> **Problem to solve**
Locate each line below that contains the string "denim", treating uppercase and lowercase as different, and copy those lines.

> **Dataset items**

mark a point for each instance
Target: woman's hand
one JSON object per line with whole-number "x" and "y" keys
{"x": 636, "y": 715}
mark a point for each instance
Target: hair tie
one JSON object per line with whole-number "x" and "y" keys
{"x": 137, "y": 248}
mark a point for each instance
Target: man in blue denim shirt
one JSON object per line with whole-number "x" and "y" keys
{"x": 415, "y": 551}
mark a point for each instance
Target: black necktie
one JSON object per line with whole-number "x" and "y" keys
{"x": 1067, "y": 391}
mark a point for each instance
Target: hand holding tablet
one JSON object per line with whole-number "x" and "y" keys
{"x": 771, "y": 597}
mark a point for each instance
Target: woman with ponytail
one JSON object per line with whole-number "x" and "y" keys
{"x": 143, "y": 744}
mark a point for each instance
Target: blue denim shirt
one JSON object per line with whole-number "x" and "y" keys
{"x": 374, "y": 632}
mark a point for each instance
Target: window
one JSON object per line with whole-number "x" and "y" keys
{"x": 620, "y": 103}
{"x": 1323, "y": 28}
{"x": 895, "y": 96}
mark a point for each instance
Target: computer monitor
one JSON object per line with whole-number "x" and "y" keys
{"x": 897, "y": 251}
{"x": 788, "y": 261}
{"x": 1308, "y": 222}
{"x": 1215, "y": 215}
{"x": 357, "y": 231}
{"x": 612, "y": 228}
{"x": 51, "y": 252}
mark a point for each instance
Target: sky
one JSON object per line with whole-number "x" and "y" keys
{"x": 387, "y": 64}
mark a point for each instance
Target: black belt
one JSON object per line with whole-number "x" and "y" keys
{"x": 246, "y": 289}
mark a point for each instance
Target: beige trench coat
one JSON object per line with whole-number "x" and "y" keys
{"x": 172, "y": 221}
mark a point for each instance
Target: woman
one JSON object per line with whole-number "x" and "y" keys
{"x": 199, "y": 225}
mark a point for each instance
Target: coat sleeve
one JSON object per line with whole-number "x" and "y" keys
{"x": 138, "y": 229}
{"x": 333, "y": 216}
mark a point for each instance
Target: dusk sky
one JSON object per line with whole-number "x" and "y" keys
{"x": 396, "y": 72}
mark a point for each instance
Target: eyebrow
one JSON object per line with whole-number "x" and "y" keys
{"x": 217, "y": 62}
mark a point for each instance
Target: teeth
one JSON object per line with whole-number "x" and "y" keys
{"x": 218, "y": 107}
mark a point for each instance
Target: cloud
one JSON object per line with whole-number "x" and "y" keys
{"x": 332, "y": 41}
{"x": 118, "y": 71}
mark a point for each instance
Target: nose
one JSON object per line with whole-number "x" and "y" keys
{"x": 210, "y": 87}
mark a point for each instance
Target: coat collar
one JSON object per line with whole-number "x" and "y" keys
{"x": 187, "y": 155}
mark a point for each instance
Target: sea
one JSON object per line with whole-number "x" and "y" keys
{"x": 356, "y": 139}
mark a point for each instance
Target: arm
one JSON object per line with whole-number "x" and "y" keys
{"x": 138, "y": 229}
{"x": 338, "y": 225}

> **Solved problem**
Target: man in blue denim shirt
Target: blue denim shirt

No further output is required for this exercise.